───── Data for the task
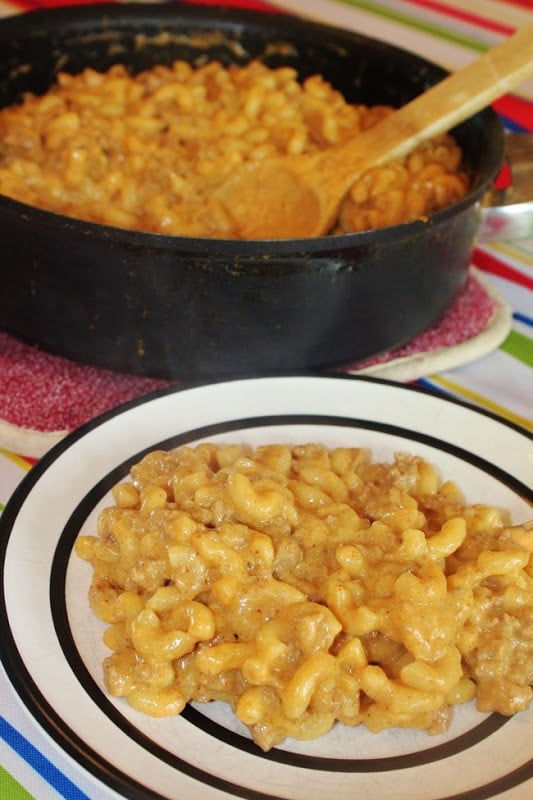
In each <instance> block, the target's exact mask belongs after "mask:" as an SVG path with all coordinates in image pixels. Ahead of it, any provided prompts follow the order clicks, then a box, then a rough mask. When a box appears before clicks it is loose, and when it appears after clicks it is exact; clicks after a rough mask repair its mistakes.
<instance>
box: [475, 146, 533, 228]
mask: <svg viewBox="0 0 533 800" xmlns="http://www.w3.org/2000/svg"><path fill="white" fill-rule="evenodd" d="M505 141H506V145H505V150H506V164H507V167H508V171H509V182H508V183H509V185H508V186H506V187H505V188H502V189H496V188H494V189H492V191H490V192H489V193H488V194H487V195H486V196H485V198H484V200H483V204H482V208H481V225H480V228H479V232H478V240H479V241H481V242H490V241H505V240H508V239H527V238H528V237H530V236H533V134H531V133H508V134H507V135H506V137H505Z"/></svg>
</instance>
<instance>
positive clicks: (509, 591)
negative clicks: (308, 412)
mask: <svg viewBox="0 0 533 800" xmlns="http://www.w3.org/2000/svg"><path fill="white" fill-rule="evenodd" d="M114 501H115V502H114V505H110V506H109V507H107V508H105V509H104V510H103V511H102V512H101V514H100V517H99V521H98V530H97V534H96V535H95V536H91V535H83V536H80V537H79V538H78V540H77V543H76V552H77V554H78V555H79V556H80V557H81V558H83V559H85V560H87V561H89V562H90V563H91V565H92V581H91V586H90V590H89V600H90V605H91V608H92V610H93V612H94V613H95V614H96V615H97V617H99V618H100V619H101V620H103V621H104V622H105V623H107V626H108V627H107V628H106V631H105V634H104V642H105V644H106V645H107V647H108V648H110V650H111V654H110V655H109V656H108V657H107V658H106V659H105V663H104V667H103V668H104V679H105V685H106V687H107V690H108V691H109V692H110V694H111V695H113V696H115V697H125V698H126V699H127V701H128V702H129V703H130V704H131V705H132V706H133V707H134V708H136V709H137V710H139V711H141V712H143V713H146V714H150V715H153V716H167V715H176V714H179V713H180V712H181V711H182V710H183V708H184V707H185V705H186V704H187V703H188V702H190V701H197V702H201V703H203V702H209V701H212V700H219V701H223V702H225V703H228V704H229V705H230V706H231V707H232V709H233V710H234V712H235V714H236V715H237V717H238V719H239V720H240V721H241V722H242V723H243V724H244V725H246V726H247V727H248V728H249V730H250V733H251V736H252V737H253V739H254V741H255V742H256V743H257V744H258V745H259V747H261V748H262V749H263V750H268V749H270V748H271V747H273V746H275V745H276V744H279V743H280V742H282V741H283V739H284V738H285V737H294V738H298V739H311V738H316V737H319V736H321V735H323V734H325V733H326V732H327V731H329V730H330V729H331V727H332V726H333V725H334V724H336V723H342V724H344V725H346V726H357V725H365V726H366V727H367V728H368V729H369V730H370V731H372V732H375V733H378V732H379V731H382V730H384V729H387V728H418V729H423V730H426V731H428V732H429V733H430V734H439V733H442V732H443V731H445V730H446V728H447V727H448V725H449V723H450V719H451V714H452V709H453V707H454V705H456V704H458V703H464V702H466V701H469V700H472V699H474V698H475V701H476V703H477V707H478V708H479V709H480V710H481V711H498V712H500V713H501V714H507V715H510V714H514V713H515V712H518V711H520V710H523V709H525V708H526V707H527V706H528V705H529V703H530V701H531V697H532V694H533V692H532V688H531V685H532V683H533V658H532V650H533V633H532V631H533V626H532V624H531V623H532V617H533V559H532V558H531V551H530V549H528V548H526V547H523V546H521V544H520V537H518V540H517V536H516V535H515V532H513V531H512V530H511V529H510V528H509V527H508V520H506V519H505V516H504V514H503V512H500V511H499V510H496V509H495V508H491V507H488V506H486V505H465V503H464V500H463V498H462V496H461V493H460V491H459V489H458V487H457V486H456V485H455V484H454V483H453V482H450V481H444V482H441V481H440V479H439V477H438V475H437V472H436V470H435V469H434V468H433V467H432V466H431V465H430V464H429V463H427V462H426V461H425V460H423V459H422V458H420V457H417V456H413V455H406V454H397V455H396V456H395V458H394V460H393V461H392V462H391V463H377V462H373V461H372V460H371V457H370V454H369V453H368V452H367V451H365V450H361V449H357V448H343V447H339V448H335V449H332V450H328V449H327V448H325V447H322V446H320V445H317V444H303V445H294V446H291V447H289V446H286V445H279V444H268V445H264V446H260V447H257V448H256V449H255V450H250V449H247V448H245V447H241V446H239V445H224V446H218V445H216V444H212V443H204V444H200V445H198V446H196V447H182V448H179V449H177V450H172V451H170V452H163V451H155V452H152V453H150V454H148V455H147V456H145V457H144V458H143V459H142V461H141V462H140V463H138V464H137V465H135V466H134V467H133V468H132V470H131V476H130V479H129V480H127V481H124V482H122V483H120V484H119V485H117V486H116V487H115V489H114Z"/></svg>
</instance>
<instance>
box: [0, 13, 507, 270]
mask: <svg viewBox="0 0 533 800" xmlns="http://www.w3.org/2000/svg"><path fill="white" fill-rule="evenodd" d="M137 18H142V20H143V22H149V21H150V20H151V21H152V23H155V24H160V23H161V24H163V25H164V24H165V23H170V22H175V21H176V20H178V19H186V20H197V21H198V22H199V24H200V23H201V24H203V25H205V24H209V21H210V20H211V22H213V21H225V22H227V23H228V24H230V25H233V26H235V27H236V28H241V29H242V28H245V27H246V26H248V25H251V26H255V27H259V28H262V29H264V28H266V27H268V23H272V22H274V21H276V22H279V20H280V19H283V25H284V27H285V28H286V29H287V30H288V31H289V32H290V31H294V32H301V31H302V30H305V31H306V32H309V33H311V31H314V32H315V33H320V32H324V31H327V32H329V33H330V34H332V35H333V36H335V37H336V40H337V39H338V41H339V42H341V41H346V44H347V45H351V46H353V45H354V44H355V43H356V42H363V43H364V42H367V43H371V44H372V46H373V47H380V48H382V49H383V50H384V52H386V53H388V54H393V53H398V54H401V55H402V56H403V57H409V58H411V59H412V60H413V64H420V65H425V66H428V67H430V68H431V69H432V70H433V71H435V72H441V73H442V76H445V75H446V74H447V73H446V70H444V69H443V68H442V67H440V66H439V65H438V64H436V63H434V62H431V61H429V60H428V59H426V58H423V57H422V56H419V55H417V54H416V53H413V52H411V51H409V50H405V49H403V48H401V47H398V46H396V45H393V44H389V43H387V42H384V41H381V40H379V39H375V38H373V37H369V36H366V35H363V34H359V33H357V32H354V31H351V30H348V29H343V28H338V27H335V26H332V25H329V24H325V23H322V22H317V21H314V20H311V19H304V18H299V17H295V16H292V15H290V14H287V13H285V12H283V11H277V10H273V11H259V10H253V9H240V8H236V7H231V6H221V7H216V6H209V7H205V6H197V5H193V4H189V5H180V7H179V8H175V7H174V6H170V5H162V6H161V5H153V4H150V3H139V4H132V5H126V6H124V5H122V4H116V3H107V2H104V3H94V4H88V5H81V6H78V5H75V6H59V7H52V8H48V9H36V10H32V11H28V12H25V13H24V14H17V15H12V16H9V17H4V18H3V19H0V45H1V43H2V40H4V41H7V40H9V41H12V40H13V37H14V36H18V38H20V39H24V38H28V37H31V36H33V35H35V33H38V34H40V35H42V36H43V38H51V37H53V36H54V35H56V36H57V37H58V38H61V37H63V36H68V35H69V34H76V33H78V34H79V33H82V32H83V30H84V29H86V28H88V27H89V28H90V29H91V31H94V27H95V25H99V26H100V25H107V26H108V27H109V29H110V30H112V29H115V30H117V29H120V28H121V27H128V26H129V27H131V25H132V23H133V22H134V20H135V19H137ZM65 25H68V30H65V27H64V26H65ZM54 26H55V27H54ZM339 46H340V45H339ZM476 124H477V125H479V126H480V127H483V126H487V125H489V124H491V125H492V127H493V128H494V134H496V136H497V138H496V139H495V140H494V141H493V142H492V143H491V144H492V151H493V152H492V163H491V167H492V168H491V169H490V170H487V171H486V173H485V174H484V175H482V176H480V177H479V180H478V182H477V184H476V185H474V186H472V187H470V189H469V191H468V192H467V194H466V195H465V196H464V197H463V198H461V199H460V200H458V201H456V202H455V203H452V204H451V205H449V206H446V207H445V208H443V209H440V210H439V211H436V212H433V213H432V214H430V215H429V216H428V217H427V218H420V219H415V220H411V221H409V222H403V223H400V224H398V225H390V226H387V227H384V228H375V229H372V230H367V231H358V232H353V233H344V234H328V235H325V236H318V237H312V238H309V237H308V238H286V239H279V238H273V239H249V240H242V239H225V238H210V237H193V236H180V235H169V234H164V233H157V232H152V231H142V230H137V229H129V228H121V227H118V226H114V225H109V224H105V223H98V222H91V221H85V220H83V219H80V218H78V217H70V216H66V215H64V214H60V213H57V212H54V211H49V210H46V209H41V208H39V207H37V206H32V205H29V204H27V203H23V202H21V201H19V200H15V199H13V198H11V197H8V196H7V195H3V194H0V212H2V211H5V212H8V213H12V214H16V215H17V216H20V217H22V218H23V219H24V218H26V219H27V220H28V222H30V221H33V220H34V221H35V222H36V223H39V224H40V225H44V226H45V227H54V228H57V227H58V226H59V227H60V229H62V230H64V231H69V232H71V233H73V234H79V235H81V236H91V237H92V238H99V239H103V240H106V239H107V240H111V239H112V240H114V241H116V243H117V244H118V245H120V244H124V245H129V246H137V245H139V246H143V247H145V248H152V249H154V250H160V249H161V250H163V249H164V250H166V251H167V252H168V251H169V250H174V249H175V250H176V252H177V253H178V252H179V253H183V252H189V253H191V254H196V253H206V254H207V253H209V254H210V255H212V256H215V257H216V256H217V255H221V256H224V255H228V254H231V255H233V256H237V257H239V256H243V257H245V256H247V255H257V252H258V250H264V251H265V252H267V253H268V254H271V255H275V256H288V255H291V254H297V255H301V254H302V253H309V254H319V253H326V252H328V251H330V250H332V249H339V248H340V249H350V248H359V247H364V246H372V245H375V244H385V243H387V242H390V241H396V242H398V241H404V240H406V239H411V238H413V237H415V238H416V237H417V236H420V235H422V234H423V233H425V232H427V231H428V228H429V227H431V228H434V227H436V226H439V225H442V224H445V223H446V222H447V220H448V219H449V218H450V217H455V216H456V215H458V214H461V212H463V211H464V210H466V209H467V208H470V207H472V206H473V205H475V204H476V203H478V202H480V201H481V199H482V198H483V196H484V195H485V194H486V193H487V192H488V191H489V189H490V187H491V185H492V184H493V182H494V181H495V179H496V177H497V175H498V173H499V171H500V169H501V166H502V165H503V162H504V153H505V145H504V129H503V125H502V123H501V122H500V120H499V117H498V115H497V114H496V112H495V111H494V110H493V109H492V108H490V107H487V108H485V109H483V110H481V111H479V112H478V113H477V114H475V115H473V116H471V117H469V118H468V119H467V120H465V121H464V122H463V123H461V125H460V126H457V128H456V129H454V130H460V129H461V128H463V127H464V126H472V125H476ZM452 133H453V131H452ZM243 266H245V265H243Z"/></svg>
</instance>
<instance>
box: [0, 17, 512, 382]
mask: <svg viewBox="0 0 533 800" xmlns="http://www.w3.org/2000/svg"><path fill="white" fill-rule="evenodd" d="M0 50H1V52H2V63H1V64H0V105H8V104H11V103H13V102H16V101H18V100H20V98H21V97H22V95H23V94H24V92H28V91H32V92H35V93H40V92H44V91H45V90H46V89H47V88H48V86H49V85H50V84H51V83H52V82H53V80H54V78H55V75H56V73H57V70H58V69H63V70H67V71H71V72H76V71H79V70H81V69H83V68H84V67H86V66H92V67H94V68H95V69H100V70H101V69H106V68H107V67H109V66H111V64H113V63H118V62H121V63H124V64H126V65H127V66H128V67H129V68H130V69H132V70H133V71H139V70H142V69H144V68H149V67H152V66H154V65H155V64H156V63H170V62H171V61H173V60H175V59H177V58H185V59H187V60H189V61H192V62H193V63H194V62H197V61H198V60H199V59H200V60H206V59H212V58H213V59H214V58H216V59H220V60H221V61H223V62H224V63H229V62H230V61H231V62H237V63H244V62H245V61H247V60H250V59H251V58H261V59H262V60H264V61H265V62H266V63H267V64H268V65H269V66H276V65H280V64H288V65H291V66H293V67H295V68H296V69H297V70H298V73H299V74H300V76H301V77H302V78H305V77H306V76H308V75H311V74H316V73H321V74H322V75H323V76H324V77H325V78H326V79H327V80H329V81H330V82H331V83H332V84H333V85H334V86H335V88H337V89H339V91H341V92H342V93H343V94H344V95H345V97H346V98H347V99H348V100H350V101H353V102H357V103H364V104H368V105H376V104H382V103H385V104H391V105H396V106H397V105H401V104H403V103H405V102H406V101H407V100H409V99H410V98H411V97H413V96H414V95H416V94H418V93H420V92H422V91H423V90H424V89H425V88H426V87H427V86H428V85H430V84H431V83H434V82H436V81H437V80H439V79H440V78H441V77H442V76H443V74H444V73H443V71H442V70H441V69H440V68H439V67H437V66H434V65H432V64H429V63H428V62H426V61H424V60H423V59H420V58H419V57H417V56H415V55H413V54H411V53H407V52H405V51H402V50H400V49H398V48H394V47H391V46H389V45H386V44H384V43H381V42H376V41H373V40H369V39H366V38H365V37H362V36H359V35H357V34H355V33H351V32H348V31H340V30H335V29H331V28H328V27H325V26H322V25H319V24H317V23H311V22H305V21H302V20H299V19H296V18H292V17H288V16H285V15H281V14H264V13H262V12H261V13H260V12H244V11H241V10H236V9H230V8H211V7H209V8H207V7H205V6H204V7H195V6H192V5H191V6H186V5H183V6H182V5H179V6H176V5H168V6H166V5H163V6H159V5H155V6H154V5H149V6H143V5H136V4H131V5H120V4H117V5H112V6H93V7H87V6H73V7H67V8H60V9H56V10H54V11H43V12H30V13H28V14H25V15H18V16H17V17H13V18H11V19H10V18H8V19H5V20H2V21H0ZM454 133H455V136H456V138H457V139H458V141H459V143H460V145H461V147H462V148H463V151H464V154H465V160H466V164H467V166H468V169H469V171H470V173H471V176H472V189H471V191H470V192H469V194H468V195H467V197H465V198H463V200H461V201H459V202H458V203H457V204H455V205H454V206H452V207H450V208H447V209H444V210H443V211H441V212H438V213H436V214H434V215H432V216H431V217H430V218H429V219H428V220H426V221H423V220H417V221H415V222H412V223H405V224H403V225H399V226H395V227H391V228H387V229H383V230H380V231H369V232H366V233H362V234H348V235H343V236H331V237H321V238H319V239H313V240H280V241H271V242H268V241H255V242H251V241H250V242H246V241H223V240H205V239H194V238H188V237H178V236H174V237H170V236H163V235H160V234H148V233H141V232H138V231H126V230H121V229H118V228H111V227H106V226H105V225H98V224H92V223H85V222H82V221H79V220H75V219H70V218H66V217H62V216H60V215H56V214H52V213H49V212H45V211H40V210H38V209H34V208H30V207H28V206H25V205H23V204H21V203H18V202H16V201H14V200H11V199H9V198H6V197H0V236H1V237H2V241H3V243H4V256H3V261H2V269H3V271H4V281H3V283H4V286H5V287H9V290H8V291H4V292H3V293H2V294H1V295H0V328H2V329H4V330H6V331H8V332H10V333H12V334H14V335H16V336H18V337H20V338H22V339H24V340H25V341H28V342H31V343H33V344H37V345H38V346H40V347H42V348H44V349H46V350H49V351H51V352H53V353H58V354H61V355H63V356H67V357H69V358H73V359H75V360H78V361H82V362H86V363H90V364H95V365H97V366H102V367H106V368H109V369H114V370H118V371H122V372H130V373H137V374H144V375H149V376H153V377H164V378H171V379H174V378H186V379H210V378H215V377H218V376H223V375H229V374H236V373H245V372H256V373H257V372H261V371H263V372H268V371H272V370H276V371H293V370H295V369H304V368H305V369H322V368H329V367H332V366H336V365H342V364H346V363H349V362H351V361H355V360H359V359H362V358H366V357H367V356H370V355H372V354H375V353H378V352H380V351H382V350H386V349H390V348H391V347H395V346H398V345H400V344H402V343H403V342H405V341H406V340H408V339H410V338H412V337H413V336H415V335H417V334H418V333H420V332H421V331H422V330H424V329H425V328H426V327H428V326H429V325H431V324H432V323H433V322H434V321H435V320H436V319H438V317H440V316H441V315H442V314H443V313H444V312H445V310H446V308H447V307H448V306H449V305H450V303H451V302H452V301H453V299H454V297H455V295H456V294H457V292H458V291H459V289H460V288H461V286H462V285H463V283H464V281H465V278H466V275H467V270H468V264H469V259H470V254H471V251H472V248H473V246H474V242H475V237H476V232H477V229H478V225H479V217H480V201H481V198H482V196H483V194H484V193H485V191H486V190H487V189H488V187H489V186H490V185H491V184H492V181H493V179H494V177H495V175H496V174H497V172H498V169H499V166H500V164H501V161H502V158H503V132H502V129H501V125H500V123H499V122H498V119H497V117H496V115H495V114H493V113H492V112H491V111H489V110H487V111H484V112H482V113H481V114H478V115H476V116H475V117H474V118H472V119H471V120H469V121H468V122H466V123H464V124H463V125H461V126H459V127H458V128H457V130H456V131H455V132H454ZM0 146H1V144H0Z"/></svg>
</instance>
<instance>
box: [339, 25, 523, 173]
mask: <svg viewBox="0 0 533 800" xmlns="http://www.w3.org/2000/svg"><path fill="white" fill-rule="evenodd" d="M530 75H533V25H529V24H528V25H526V26H524V27H523V28H520V29H519V30H518V31H517V32H516V33H515V34H514V35H513V36H510V37H509V38H508V39H506V40H505V41H504V42H502V44H500V45H498V46H496V47H494V48H492V49H491V50H489V51H487V52H486V53H485V54H484V55H482V56H481V57H480V58H478V59H477V60H476V61H474V62H473V63H472V64H469V65H468V66H467V67H465V68H464V69H461V70H459V71H458V72H455V73H453V74H451V75H449V76H448V77H446V78H444V80H442V81H441V82H440V83H437V84H435V86H432V87H430V88H429V89H428V90H427V91H425V92H424V93H423V94H421V95H419V96H418V97H416V98H415V99H414V100H411V101H410V102H409V103H407V104H406V105H405V106H403V107H402V108H400V109H398V110H397V111H395V112H394V114H392V115H391V116H389V117H387V118H385V119H384V120H383V121H382V122H380V123H378V125H375V126H374V127H373V128H372V129H371V131H368V132H365V134H363V137H364V139H365V142H364V149H363V148H362V147H361V145H362V143H363V141H362V138H361V137H359V140H357V139H355V140H354V142H353V150H352V152H353V156H354V162H355V163H354V167H356V168H357V169H358V170H359V169H360V167H361V156H362V154H363V152H364V156H363V160H364V162H365V163H369V164H370V163H372V164H376V165H377V164H382V163H383V162H384V161H388V160H389V159H391V158H401V157H403V156H405V155H407V153H409V152H410V151H411V150H412V149H413V148H415V147H416V146H417V145H418V144H420V143H421V142H422V141H427V139H430V138H431V137H432V136H437V135H438V134H441V133H444V132H445V131H447V130H450V129H451V128H453V127H454V126H455V125H457V124H458V123H459V122H462V121H463V120H465V119H467V117H469V116H471V115H472V114H475V113H476V112H477V111H480V110H481V109H482V108H484V107H485V106H487V105H489V104H490V103H491V102H492V101H493V100H496V99H497V98H498V97H501V96H502V94H505V93H506V92H508V91H510V90H511V89H513V88H514V87H516V86H518V85H519V84H520V83H521V82H522V81H523V80H525V79H526V78H528V77H529V76H530ZM367 134H368V136H367ZM358 142H359V147H358ZM345 147H346V154H347V155H348V151H349V150H350V147H349V144H347V145H346V146H345ZM357 151H359V153H358V154H357Z"/></svg>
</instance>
──────────
— What the exercise asks —
Reproduce everything from the start of the records down to the line containing "box: [475, 146, 533, 228]", swapping "rough mask" for "coarse mask" and changing nothing else. Omit the pictures.

— Completed task —
In each <instance> block, the target's exact mask belongs after "mask:" as an SVG path with all coordinates in image pixels. Ahead of it, any provided prompts follow the order clicks, then a box, then a coarse mask. When a box appears before clicks it is loose, and when it appears after clicks it is exact; clicks after a coarse mask repair its mistakes.
<instance>
box: [475, 146, 533, 228]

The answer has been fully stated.